# [Work instruction]
The answer should be a single number: how many lines in the material contain "yellow".

# [Data section]
*** Begin section ***

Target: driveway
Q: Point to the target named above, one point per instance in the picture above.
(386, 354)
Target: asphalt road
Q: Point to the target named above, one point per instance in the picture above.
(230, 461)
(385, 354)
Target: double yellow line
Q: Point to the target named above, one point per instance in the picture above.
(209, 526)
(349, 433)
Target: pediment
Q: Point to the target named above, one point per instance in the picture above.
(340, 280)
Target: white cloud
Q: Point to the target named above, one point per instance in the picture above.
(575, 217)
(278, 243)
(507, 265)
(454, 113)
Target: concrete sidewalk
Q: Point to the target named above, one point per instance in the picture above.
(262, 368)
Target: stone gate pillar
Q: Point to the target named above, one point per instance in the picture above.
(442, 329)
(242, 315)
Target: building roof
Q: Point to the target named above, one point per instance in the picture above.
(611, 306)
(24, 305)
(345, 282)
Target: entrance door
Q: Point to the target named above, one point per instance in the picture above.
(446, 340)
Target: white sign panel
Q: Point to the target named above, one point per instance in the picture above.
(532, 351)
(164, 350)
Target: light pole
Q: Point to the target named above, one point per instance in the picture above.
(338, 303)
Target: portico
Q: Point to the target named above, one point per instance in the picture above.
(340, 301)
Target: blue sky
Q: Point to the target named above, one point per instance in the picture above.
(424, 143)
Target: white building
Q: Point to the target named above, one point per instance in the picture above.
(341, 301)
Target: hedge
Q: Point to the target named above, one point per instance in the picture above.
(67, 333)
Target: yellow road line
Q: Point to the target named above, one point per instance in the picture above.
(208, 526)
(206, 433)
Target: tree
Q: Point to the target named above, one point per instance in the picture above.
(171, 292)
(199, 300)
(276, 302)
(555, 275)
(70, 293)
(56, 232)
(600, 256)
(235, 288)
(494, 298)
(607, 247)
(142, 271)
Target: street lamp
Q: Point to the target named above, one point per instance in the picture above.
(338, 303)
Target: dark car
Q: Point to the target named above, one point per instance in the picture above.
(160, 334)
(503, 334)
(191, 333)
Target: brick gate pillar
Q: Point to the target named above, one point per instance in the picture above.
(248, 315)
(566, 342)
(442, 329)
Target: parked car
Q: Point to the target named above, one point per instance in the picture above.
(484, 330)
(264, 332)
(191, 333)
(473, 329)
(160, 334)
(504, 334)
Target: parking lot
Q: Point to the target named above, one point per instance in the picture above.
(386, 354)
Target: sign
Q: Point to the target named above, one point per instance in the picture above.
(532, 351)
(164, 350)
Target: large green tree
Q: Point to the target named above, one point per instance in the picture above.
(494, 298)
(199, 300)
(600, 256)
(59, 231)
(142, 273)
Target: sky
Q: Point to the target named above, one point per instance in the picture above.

*** End section ***
*** Begin section ***

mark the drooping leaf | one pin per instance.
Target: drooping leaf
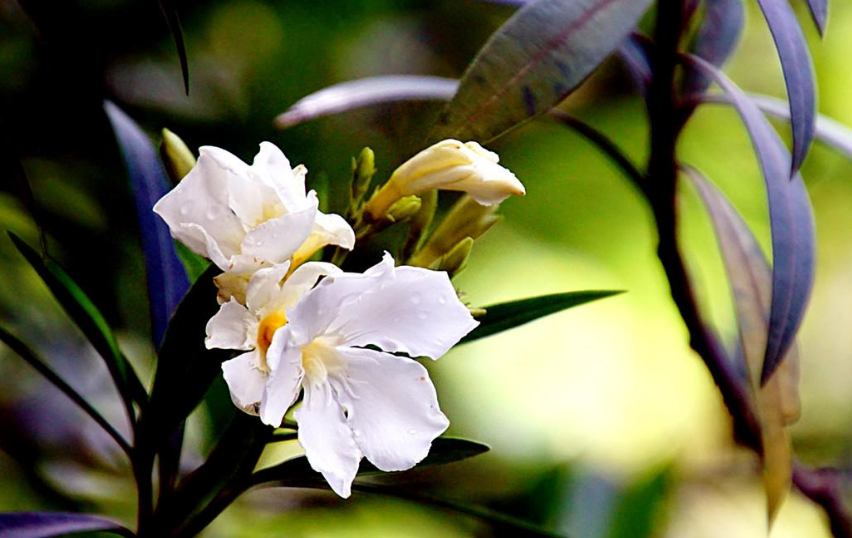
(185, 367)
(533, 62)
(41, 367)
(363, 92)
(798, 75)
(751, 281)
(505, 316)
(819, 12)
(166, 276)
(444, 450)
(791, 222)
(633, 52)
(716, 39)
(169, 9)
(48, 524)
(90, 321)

*** End section ***

# [Expected answer]
2